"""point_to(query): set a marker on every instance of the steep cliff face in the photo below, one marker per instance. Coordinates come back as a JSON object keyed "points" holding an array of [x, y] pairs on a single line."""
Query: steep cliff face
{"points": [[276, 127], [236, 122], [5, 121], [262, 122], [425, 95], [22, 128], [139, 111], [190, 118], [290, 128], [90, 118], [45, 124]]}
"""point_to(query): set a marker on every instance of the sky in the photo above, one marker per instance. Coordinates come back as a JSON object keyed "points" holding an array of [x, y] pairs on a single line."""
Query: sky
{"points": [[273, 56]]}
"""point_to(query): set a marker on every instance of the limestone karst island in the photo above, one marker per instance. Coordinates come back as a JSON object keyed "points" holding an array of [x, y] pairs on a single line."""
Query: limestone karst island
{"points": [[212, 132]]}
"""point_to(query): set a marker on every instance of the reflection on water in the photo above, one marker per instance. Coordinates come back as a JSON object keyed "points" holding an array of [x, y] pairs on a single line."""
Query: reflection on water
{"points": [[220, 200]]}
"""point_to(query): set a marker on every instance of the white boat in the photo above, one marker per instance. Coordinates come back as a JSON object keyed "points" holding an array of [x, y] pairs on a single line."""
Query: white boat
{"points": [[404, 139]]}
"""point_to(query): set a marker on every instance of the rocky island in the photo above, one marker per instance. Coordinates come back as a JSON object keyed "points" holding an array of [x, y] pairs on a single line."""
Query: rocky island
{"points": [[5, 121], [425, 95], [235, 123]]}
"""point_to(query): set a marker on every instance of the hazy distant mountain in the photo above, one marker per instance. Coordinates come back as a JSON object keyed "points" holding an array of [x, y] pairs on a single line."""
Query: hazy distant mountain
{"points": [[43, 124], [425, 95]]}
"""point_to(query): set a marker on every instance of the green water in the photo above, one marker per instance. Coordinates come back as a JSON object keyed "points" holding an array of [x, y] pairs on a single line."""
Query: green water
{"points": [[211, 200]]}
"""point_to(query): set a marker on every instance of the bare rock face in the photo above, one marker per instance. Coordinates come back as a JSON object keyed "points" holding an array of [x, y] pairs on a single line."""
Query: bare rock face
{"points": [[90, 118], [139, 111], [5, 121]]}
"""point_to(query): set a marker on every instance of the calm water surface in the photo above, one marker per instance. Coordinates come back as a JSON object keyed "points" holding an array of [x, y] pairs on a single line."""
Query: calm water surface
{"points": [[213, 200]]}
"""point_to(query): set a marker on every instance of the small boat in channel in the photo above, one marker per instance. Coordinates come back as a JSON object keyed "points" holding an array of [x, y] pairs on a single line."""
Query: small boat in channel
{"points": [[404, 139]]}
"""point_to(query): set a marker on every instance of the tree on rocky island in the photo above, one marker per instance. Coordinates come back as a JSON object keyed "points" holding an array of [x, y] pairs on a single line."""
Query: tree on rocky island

> **Exercise aim**: Find the string "tree" in the listing and return every line that holds it.

> **Exercise solution**:
"""point_to(query): set a marker on every instance of the tree on rocky island in the photo above, one marker per instance. Coordinates come back as a JSON object keyed "points" holding an array of [x, y] pairs on a single line."""
Query: tree on rocky island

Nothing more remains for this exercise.